___ DATA PROVIDED ___

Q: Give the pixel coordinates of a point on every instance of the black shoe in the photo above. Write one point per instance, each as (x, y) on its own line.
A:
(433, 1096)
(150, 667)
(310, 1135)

___

• **WHAT THE TASK ASKS**
Can you render each line of the records above as a Markdown table, with a "Row" column numbering the lines and a "Content" column holding each one, leaving out any blank lines?

• **FINISHED TASK**
| Row | Content |
|---|---|
| 1 | Q: Give the pixel coordinates of a point on every instance of the black shoe in the photo above. Write one point per instance, each as (x, y) on its own line. |
| 2 | A: |
| 3 | (433, 1096) |
| 4 | (150, 667) |
| 5 | (310, 1135) |